* **INPUT ROWS**:
════════════════

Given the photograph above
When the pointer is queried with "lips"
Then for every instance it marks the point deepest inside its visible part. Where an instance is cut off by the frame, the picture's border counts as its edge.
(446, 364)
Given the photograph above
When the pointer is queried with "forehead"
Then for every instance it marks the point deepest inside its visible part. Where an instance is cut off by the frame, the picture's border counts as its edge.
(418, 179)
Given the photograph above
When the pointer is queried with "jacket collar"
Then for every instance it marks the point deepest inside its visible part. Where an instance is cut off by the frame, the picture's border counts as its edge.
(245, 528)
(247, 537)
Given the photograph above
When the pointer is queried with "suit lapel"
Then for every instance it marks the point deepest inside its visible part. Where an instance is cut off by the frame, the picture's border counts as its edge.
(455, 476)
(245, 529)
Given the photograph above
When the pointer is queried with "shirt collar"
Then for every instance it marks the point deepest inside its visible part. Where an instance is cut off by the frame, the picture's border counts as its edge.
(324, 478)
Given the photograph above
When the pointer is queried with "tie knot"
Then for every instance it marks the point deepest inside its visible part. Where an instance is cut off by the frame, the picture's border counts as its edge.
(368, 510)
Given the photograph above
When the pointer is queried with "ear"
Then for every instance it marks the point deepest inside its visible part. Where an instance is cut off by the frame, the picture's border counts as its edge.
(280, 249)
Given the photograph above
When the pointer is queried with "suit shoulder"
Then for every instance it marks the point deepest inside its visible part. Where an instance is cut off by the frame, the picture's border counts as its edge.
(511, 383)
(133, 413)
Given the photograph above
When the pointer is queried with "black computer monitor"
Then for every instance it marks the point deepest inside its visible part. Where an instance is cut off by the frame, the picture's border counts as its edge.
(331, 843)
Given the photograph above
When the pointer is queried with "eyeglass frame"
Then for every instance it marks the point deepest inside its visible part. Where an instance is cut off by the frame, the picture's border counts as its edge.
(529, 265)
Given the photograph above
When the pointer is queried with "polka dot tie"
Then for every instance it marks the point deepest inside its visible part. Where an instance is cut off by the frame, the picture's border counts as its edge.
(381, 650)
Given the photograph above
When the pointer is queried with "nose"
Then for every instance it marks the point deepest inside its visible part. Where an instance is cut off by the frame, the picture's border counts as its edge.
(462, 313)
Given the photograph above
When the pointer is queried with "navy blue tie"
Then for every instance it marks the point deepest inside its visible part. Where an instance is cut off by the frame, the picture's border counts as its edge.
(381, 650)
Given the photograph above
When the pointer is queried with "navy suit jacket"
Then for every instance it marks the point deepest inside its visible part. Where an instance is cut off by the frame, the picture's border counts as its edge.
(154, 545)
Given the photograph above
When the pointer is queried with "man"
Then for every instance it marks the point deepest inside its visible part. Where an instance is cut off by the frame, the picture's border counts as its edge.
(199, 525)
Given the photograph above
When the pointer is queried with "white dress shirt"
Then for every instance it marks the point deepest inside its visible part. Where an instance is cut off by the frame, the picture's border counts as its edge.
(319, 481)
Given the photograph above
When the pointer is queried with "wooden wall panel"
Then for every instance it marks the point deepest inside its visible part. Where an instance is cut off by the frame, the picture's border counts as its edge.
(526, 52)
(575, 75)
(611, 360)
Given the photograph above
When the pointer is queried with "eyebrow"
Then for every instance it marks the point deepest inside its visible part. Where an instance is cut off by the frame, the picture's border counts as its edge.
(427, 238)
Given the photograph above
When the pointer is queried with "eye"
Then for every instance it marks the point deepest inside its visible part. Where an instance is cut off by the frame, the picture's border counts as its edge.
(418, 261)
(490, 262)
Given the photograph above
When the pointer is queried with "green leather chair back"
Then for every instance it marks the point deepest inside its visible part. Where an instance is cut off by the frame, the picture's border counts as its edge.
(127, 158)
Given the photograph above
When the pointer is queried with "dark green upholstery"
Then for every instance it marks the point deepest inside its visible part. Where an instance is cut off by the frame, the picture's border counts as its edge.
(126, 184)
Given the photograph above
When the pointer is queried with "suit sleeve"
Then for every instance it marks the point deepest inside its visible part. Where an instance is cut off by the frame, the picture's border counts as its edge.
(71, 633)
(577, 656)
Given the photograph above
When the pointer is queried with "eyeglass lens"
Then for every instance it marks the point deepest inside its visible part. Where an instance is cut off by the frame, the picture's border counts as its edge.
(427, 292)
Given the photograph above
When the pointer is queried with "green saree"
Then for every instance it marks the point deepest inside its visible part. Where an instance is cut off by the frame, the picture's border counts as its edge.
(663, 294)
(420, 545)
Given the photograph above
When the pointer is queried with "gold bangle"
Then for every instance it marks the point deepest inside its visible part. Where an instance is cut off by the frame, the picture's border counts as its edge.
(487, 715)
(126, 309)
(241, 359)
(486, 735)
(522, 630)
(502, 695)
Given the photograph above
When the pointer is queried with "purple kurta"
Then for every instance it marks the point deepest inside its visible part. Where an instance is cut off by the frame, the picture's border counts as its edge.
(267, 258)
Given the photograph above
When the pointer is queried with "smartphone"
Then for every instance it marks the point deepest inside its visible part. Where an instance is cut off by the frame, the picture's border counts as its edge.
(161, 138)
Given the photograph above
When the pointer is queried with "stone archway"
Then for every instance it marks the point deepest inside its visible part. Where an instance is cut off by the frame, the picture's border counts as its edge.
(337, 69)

════════════════

* **TASK OBJECTIVE**:
All of the data must be returned exactly.

* **OUTPUT**:
Given the photograph above
When the pointer is queried with "lips"
Then for every instance it marks the point deepest inside its visible part. Where an instance is cut off by the frame, the picture's border counts as its edge.
(446, 364)
Given the photograph above
When the pointer is queried with "forehead"
Then for every instance it marks the point deepest inside its visible part. Where an instance is cut off by the frame, the picture's border counts as its edge.
(418, 179)
Given the photograph above
When the pointer is queried with "jacket collar"
Then for every instance it marks the point deepest inside its visible part. Where an instance is cut off by the frame, the picture's border counts as its edge.
(245, 528)
(247, 537)
Given the photograph above
When the pointer is queried with "suit lapel"
Then for every instance it marks the point deepest inside its visible part. Where an instance is cut off by the frame, the picture's border counts as its edge.
(455, 476)
(245, 529)
Given the photograph above
When the pointer is queried with "shirt collar"
Then for every instance it marks the point deepest inside its visible part. Where an instance is cut off by the frame, the picture's border counts as its edge.
(324, 478)
Given the photograph above
When the pointer is queried with "tie knot"
Then for every instance it marks the point deepest inside its visible part. Where an instance is cut off by the frame, the picture's border counts as its edge.
(368, 510)
Given the photograph above
When the pointer is queried with "ear"
Then for every instance it marks the point deepest inside its visible part. Where an instance is cut off by the frame, the picture's border counts as its edge.
(280, 249)
Given the photograph above
When the pointer is queried with "suit shoulder"
Then for every instance it marks the point deepest inside its visible part. Where an instance is cut off by the frame, the picture's border counts as its edge.
(511, 383)
(133, 413)
Given the photograph above
When the pointer is queried with "black computer monitor"
Then for every instance it marks the point deepest inside its visible part. Where an instance is cut off by the frame, the picture's border counts as its edge.
(331, 843)
Given the photograph above
When the pointer is queried with "eyeglass frame"
Then for every instance it marks the point deepest inside its visible part. Where an instance is cut off by the frame, the picture's border counts as its edge.
(529, 265)
Given the photograph above
When the pointer is queried with "polka dot tie"
Then for every instance it marks the point deepest inside its visible part. Where an instance is cut off by the frame, the picture's border counts as its edge.
(381, 650)
Given the photograph above
When the pointer is queried with "nose"
Then for every instance it marks the point deepest inside its visible part. Where an instance is cut off by the frame, the picture's border counts as its edge.
(462, 313)
Given the photograph above
When the pointer is queried with "navy blue tie"
Then for every instance it marks the point deepest inside its visible part. Where an instance is cut off by the frame, the picture's border counts as its edge.
(381, 650)
Given the photograph above
When the pointer is queried with "navy suit jacket"
Then for every instance it marks the point deepest inside its visible part. Where an instance is cut off by the frame, the picture's border counts as its edge.
(154, 545)
Given the photograph above
When the pointer is queried with "man"
Then for every instance it marks the point deepest inside its visible part. Where an instance is cut off by the frame, the picture's border counts as its edge.
(199, 525)
Given the photograph above
When the pointer is queried with "white dress shirt"
Then for every instance it marks the point deepest inside its visible part. Where an instance is cut off by the frame, the picture's border counts as its edge.
(319, 481)
Given the photograph above
When the pointer is queried with "wooden wall panel"
Then for every instance it marks the point deepest inside its visible part. Where an instance is cut off by the frame, the picture's border counts as its edge.
(526, 52)
(575, 75)
(611, 360)
Given the photograph above
When the pointer is queried with "eyebrow"
Then for every instance it marks the point deepest inside its visible part. Where an instance is cut off by the frame, the picture's border counts as its edge.
(427, 238)
Given the photograph above
When the pointer is queried with "eye"
Then for every instance it marks the point deepest inside its visible part. Where an instance is cut off by the frame, the picture's border counts as its edge.
(418, 261)
(490, 262)
Given the photograph above
When the pointer is queried with "green leather chair back"
Then for every instance it marks the point deepest inside its visible part. Where an instance is cut off by the frame, the picture's border counts as its edge.
(127, 158)
Given the photograph above
When the pointer is queried with "dark green upholstery"
Then for every instance it marks the point deepest inside its visible part. Where an instance is cut off by the frame, the picture's border counts as its edge.
(126, 184)
Given the photograph above
When the pointer is queried with "suit sleeve"
Then for every instance it marks the point deepest inside its visible part. Where an instance is cut off by the frame, the picture's border counts as its edge.
(71, 633)
(577, 656)
Given the photograph above
When the pointer is queried with "eyeglass lens"
Then for every instance it marks the point deepest inside its visible part. Where an instance is cut off by the frame, the picture's border counts as its edge.
(427, 292)
Given the photograph above
When the pointer is queried with "green saree"
Then for every instance it marks the point deepest inside its visible part. Where an instance is cut off by the frame, the picture's border counts as its edge.
(663, 294)
(420, 545)
Given the photograph above
When the pointer is queried with "gold bangle"
Then for every instance it marks the point deepest inside its visible part. Where an instance is cut off by the frame, the picture's border counts as its edge.
(487, 715)
(126, 309)
(241, 359)
(486, 735)
(522, 630)
(502, 695)
Given the photograph above
When the pointer is queried with "purple kurta"
Then for every instance it marks the point deepest inside its visible part. Where an instance is cut off by the frame, the picture's border counts as its edge.
(267, 258)
Given the photograph above
When the pointer is queried with "smartphone"
Then for every instance it marks the point deepest inside its visible part. Where an instance is cut off by the frame, the picture's border counts as its edge.
(161, 138)
Given the photograph above
When the pointer is queried with "stone archway"
Then for every instance it marks the point deepest inside its visible part. Where an instance is cut off by the frame, the picture's border counts as its edge.
(337, 69)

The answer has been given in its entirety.